→ **EXERCISE GOAL**: Rewrite the lines below from the line with "of the tree" through the last line, replacing "survey tally" with "field count" and leaving everything else unchanged.
++++
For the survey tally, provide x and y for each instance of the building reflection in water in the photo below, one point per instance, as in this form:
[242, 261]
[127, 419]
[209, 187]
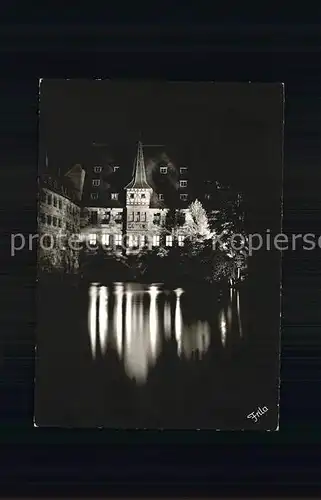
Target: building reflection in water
[118, 316]
[178, 320]
[140, 323]
[238, 308]
[92, 318]
[223, 327]
[103, 318]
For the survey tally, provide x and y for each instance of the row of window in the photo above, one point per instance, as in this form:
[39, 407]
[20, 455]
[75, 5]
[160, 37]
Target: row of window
[56, 222]
[134, 240]
[163, 170]
[57, 202]
[115, 196]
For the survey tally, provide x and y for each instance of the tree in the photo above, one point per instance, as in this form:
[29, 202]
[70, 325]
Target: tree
++++
→ **FINAL ANSWER**:
For the field count, provide x and y for each instance of the tree in the photo above, one point per instance, as in this form:
[29, 202]
[70, 325]
Target: tree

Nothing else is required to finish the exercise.